▶ **PASSAGE SHOWN**
== Segment start ==

ADf (mutilated), NNgWHM. The mutilated portions of the text are supplied within angle brackets from a transcript in the Dearborn Collection at Harvard University. Sackett apparently wrote this letter at John Suffern’s tavern at Suffern, N.Y., about thirty-five miles northeast of Morristown (see GW to Sackett, 8 April).
When Sackett wrote GW on 23 May 1789 soliciting a federal appointment, he enclosed a long disjointed account of his and his family’s wartime activities, in which he says in part: “Sir, you will be pleased to recollect the business you allotted me in the beginning of the year 1777. in consiquence of which I Spent many Stormy Nights on the Lines to carry it into effect, after I had gone through all those dangers that awaited me in getting a Regular Plan Laid, and was beginning to carry it on with every appearance of success, the Jersey men falling in Love with his Horse the Doctor narrowly escaped with his Life, and the whole Scheme was frustrate[d]” (DNA:PCC, item 78).
2. William Bayard’s second son, John Bayard, was lieutenant colonel of the King’s Orange Rangers, a Loyalist corps that was raised in Orange County, N.Y., in December 1776. Abraham Van Buskirk and Robert Timpany were officers in the New Jersey Volunteers, another Loyalist corps.
3. 3. The preceding Friday was 4 April.
4. 4. The following Thursday was 10 April.
5. 5. The woman apparently left New York City on 28 March.
6. 6. This enclosure has not been identified.

== Segment end ==

▶ **DATA LISTING**
== Segment start ==

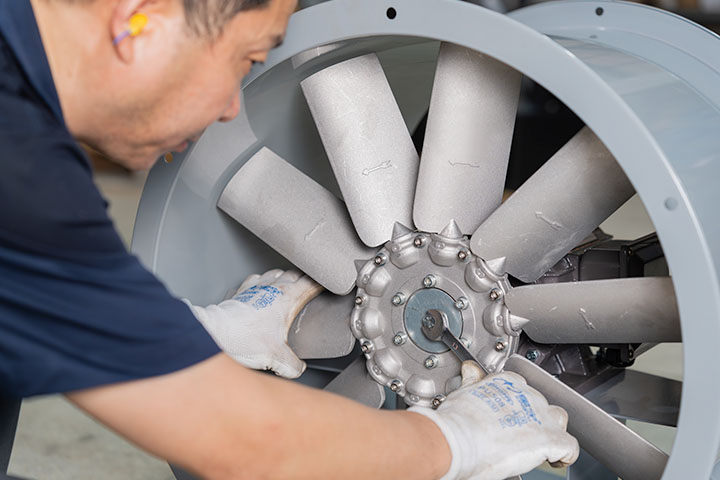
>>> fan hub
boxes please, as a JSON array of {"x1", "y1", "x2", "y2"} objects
[
  {"x1": 404, "y1": 288, "x2": 463, "y2": 353},
  {"x1": 351, "y1": 224, "x2": 520, "y2": 406}
]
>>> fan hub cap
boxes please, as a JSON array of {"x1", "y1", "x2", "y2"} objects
[{"x1": 351, "y1": 226, "x2": 520, "y2": 406}]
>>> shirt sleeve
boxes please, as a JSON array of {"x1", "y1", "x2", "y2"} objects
[{"x1": 0, "y1": 42, "x2": 220, "y2": 397}]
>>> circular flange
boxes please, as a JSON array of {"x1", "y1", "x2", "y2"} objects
[
  {"x1": 351, "y1": 223, "x2": 520, "y2": 406},
  {"x1": 404, "y1": 288, "x2": 462, "y2": 353}
]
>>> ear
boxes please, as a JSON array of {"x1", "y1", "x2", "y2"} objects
[{"x1": 110, "y1": 0, "x2": 164, "y2": 63}]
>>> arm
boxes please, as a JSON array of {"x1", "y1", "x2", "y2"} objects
[{"x1": 67, "y1": 355, "x2": 450, "y2": 479}]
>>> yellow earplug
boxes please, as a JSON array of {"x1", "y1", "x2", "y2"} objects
[
  {"x1": 113, "y1": 13, "x2": 148, "y2": 45},
  {"x1": 130, "y1": 13, "x2": 148, "y2": 37}
]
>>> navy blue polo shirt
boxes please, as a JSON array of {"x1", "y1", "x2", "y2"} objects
[{"x1": 0, "y1": 0, "x2": 219, "y2": 397}]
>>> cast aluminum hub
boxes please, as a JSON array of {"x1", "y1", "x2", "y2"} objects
[{"x1": 351, "y1": 222, "x2": 522, "y2": 406}]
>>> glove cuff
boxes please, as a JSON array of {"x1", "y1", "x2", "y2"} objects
[
  {"x1": 180, "y1": 298, "x2": 207, "y2": 328},
  {"x1": 407, "y1": 407, "x2": 462, "y2": 480}
]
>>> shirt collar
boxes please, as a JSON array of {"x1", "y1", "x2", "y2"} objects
[{"x1": 0, "y1": 0, "x2": 64, "y2": 123}]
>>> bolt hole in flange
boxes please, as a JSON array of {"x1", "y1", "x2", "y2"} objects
[{"x1": 351, "y1": 222, "x2": 520, "y2": 406}]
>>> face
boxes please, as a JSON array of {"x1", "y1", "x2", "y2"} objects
[{"x1": 86, "y1": 0, "x2": 296, "y2": 170}]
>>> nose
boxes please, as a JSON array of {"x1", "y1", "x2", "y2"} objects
[{"x1": 218, "y1": 92, "x2": 242, "y2": 122}]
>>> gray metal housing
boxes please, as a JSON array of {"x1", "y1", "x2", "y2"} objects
[{"x1": 133, "y1": 0, "x2": 720, "y2": 479}]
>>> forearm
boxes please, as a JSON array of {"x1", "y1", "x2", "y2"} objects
[{"x1": 70, "y1": 356, "x2": 450, "y2": 479}]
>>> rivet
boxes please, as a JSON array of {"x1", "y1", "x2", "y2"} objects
[
  {"x1": 525, "y1": 349, "x2": 540, "y2": 362},
  {"x1": 432, "y1": 395, "x2": 445, "y2": 408},
  {"x1": 392, "y1": 292, "x2": 405, "y2": 307},
  {"x1": 393, "y1": 332, "x2": 407, "y2": 345},
  {"x1": 455, "y1": 297, "x2": 469, "y2": 310}
]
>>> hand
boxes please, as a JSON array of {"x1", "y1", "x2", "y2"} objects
[
  {"x1": 409, "y1": 361, "x2": 579, "y2": 480},
  {"x1": 190, "y1": 270, "x2": 322, "y2": 378}
]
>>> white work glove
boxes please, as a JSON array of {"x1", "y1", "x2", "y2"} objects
[
  {"x1": 409, "y1": 361, "x2": 579, "y2": 480},
  {"x1": 186, "y1": 270, "x2": 322, "y2": 378}
]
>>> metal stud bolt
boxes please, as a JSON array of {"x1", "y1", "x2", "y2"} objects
[
  {"x1": 455, "y1": 297, "x2": 469, "y2": 310},
  {"x1": 423, "y1": 274, "x2": 437, "y2": 288},
  {"x1": 525, "y1": 349, "x2": 540, "y2": 362},
  {"x1": 424, "y1": 355, "x2": 437, "y2": 369},
  {"x1": 393, "y1": 332, "x2": 407, "y2": 345},
  {"x1": 373, "y1": 253, "x2": 387, "y2": 267},
  {"x1": 423, "y1": 315, "x2": 435, "y2": 328},
  {"x1": 392, "y1": 292, "x2": 405, "y2": 307}
]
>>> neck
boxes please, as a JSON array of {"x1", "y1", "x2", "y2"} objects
[{"x1": 30, "y1": 0, "x2": 104, "y2": 140}]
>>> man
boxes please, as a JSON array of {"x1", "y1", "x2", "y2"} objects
[{"x1": 0, "y1": 0, "x2": 578, "y2": 479}]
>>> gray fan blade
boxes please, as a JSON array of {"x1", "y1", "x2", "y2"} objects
[
  {"x1": 288, "y1": 292, "x2": 355, "y2": 359},
  {"x1": 470, "y1": 127, "x2": 634, "y2": 283},
  {"x1": 505, "y1": 277, "x2": 682, "y2": 344},
  {"x1": 413, "y1": 43, "x2": 522, "y2": 234},
  {"x1": 325, "y1": 357, "x2": 385, "y2": 408},
  {"x1": 505, "y1": 355, "x2": 667, "y2": 480},
  {"x1": 301, "y1": 53, "x2": 419, "y2": 246},
  {"x1": 585, "y1": 368, "x2": 682, "y2": 427},
  {"x1": 218, "y1": 148, "x2": 374, "y2": 295}
]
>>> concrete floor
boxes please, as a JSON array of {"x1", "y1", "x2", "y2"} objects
[{"x1": 10, "y1": 174, "x2": 682, "y2": 480}]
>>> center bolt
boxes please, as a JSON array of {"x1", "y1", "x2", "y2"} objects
[
  {"x1": 425, "y1": 355, "x2": 437, "y2": 369},
  {"x1": 423, "y1": 274, "x2": 437, "y2": 288},
  {"x1": 393, "y1": 332, "x2": 407, "y2": 345}
]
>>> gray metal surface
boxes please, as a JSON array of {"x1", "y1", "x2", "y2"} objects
[
  {"x1": 288, "y1": 292, "x2": 355, "y2": 359},
  {"x1": 133, "y1": 0, "x2": 720, "y2": 480},
  {"x1": 564, "y1": 448, "x2": 618, "y2": 480},
  {"x1": 413, "y1": 43, "x2": 522, "y2": 234},
  {"x1": 405, "y1": 288, "x2": 463, "y2": 353},
  {"x1": 422, "y1": 310, "x2": 490, "y2": 374},
  {"x1": 505, "y1": 277, "x2": 682, "y2": 344},
  {"x1": 350, "y1": 227, "x2": 520, "y2": 406},
  {"x1": 505, "y1": 355, "x2": 667, "y2": 480},
  {"x1": 470, "y1": 127, "x2": 635, "y2": 282},
  {"x1": 0, "y1": 395, "x2": 21, "y2": 474},
  {"x1": 301, "y1": 54, "x2": 419, "y2": 246},
  {"x1": 325, "y1": 357, "x2": 385, "y2": 408},
  {"x1": 218, "y1": 148, "x2": 372, "y2": 295},
  {"x1": 585, "y1": 369, "x2": 682, "y2": 427}
]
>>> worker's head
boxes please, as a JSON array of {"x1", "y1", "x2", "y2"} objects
[{"x1": 33, "y1": 0, "x2": 297, "y2": 169}]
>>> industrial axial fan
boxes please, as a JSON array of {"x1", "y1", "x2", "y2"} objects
[{"x1": 133, "y1": 0, "x2": 720, "y2": 480}]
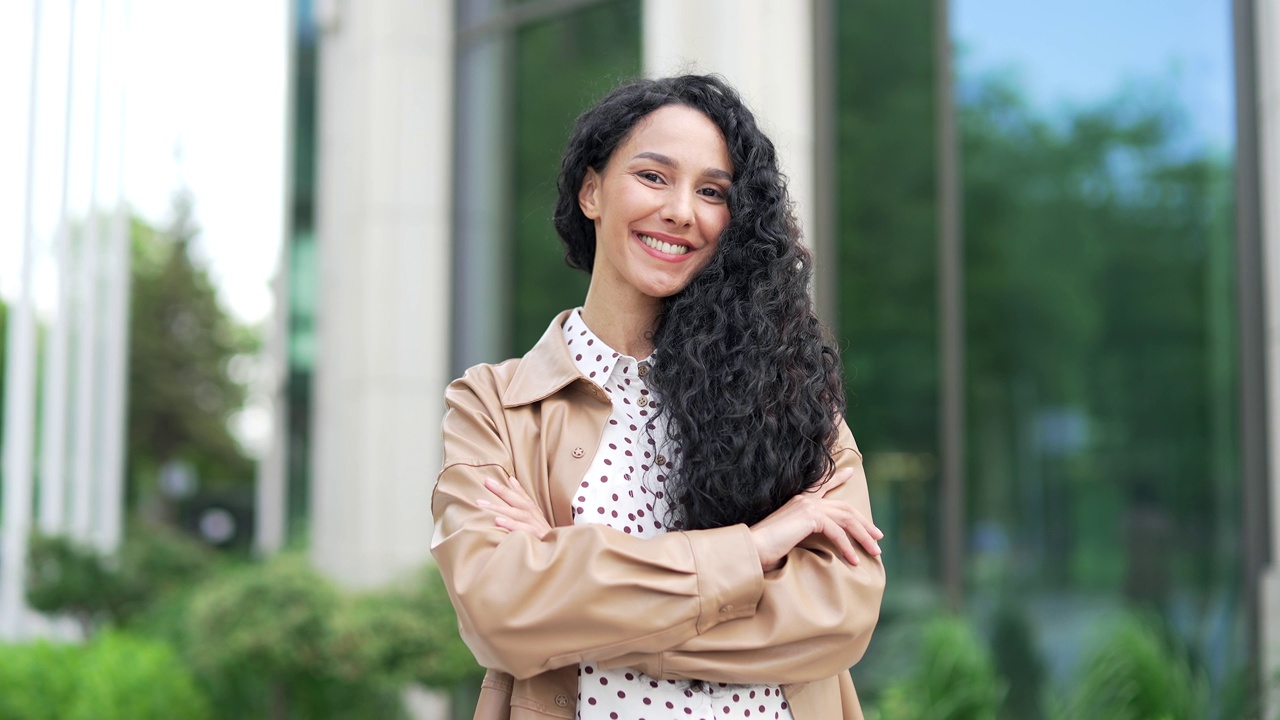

== Segment end ==

In the notes on Sackett's letter, which Loyalist corps did John Bayard serve in as lieutenant colonel?

The King's Orange Rangers.